PROBLEM REQUIREMENTS
Print all the data, keeping every line exactly as it is.

****************

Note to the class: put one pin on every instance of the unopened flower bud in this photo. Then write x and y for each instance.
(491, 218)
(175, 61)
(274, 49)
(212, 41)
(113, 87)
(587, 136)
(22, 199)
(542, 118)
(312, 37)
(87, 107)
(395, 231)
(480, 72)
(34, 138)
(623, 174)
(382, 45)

****************

ANSWER SPACE
Note to the class: put one pin on every instance of the unopened flower bud in this photo. Then write x and y for each instance.
(491, 218)
(175, 61)
(274, 49)
(212, 41)
(113, 87)
(587, 136)
(22, 199)
(542, 118)
(312, 37)
(87, 107)
(395, 231)
(480, 72)
(34, 138)
(623, 174)
(382, 45)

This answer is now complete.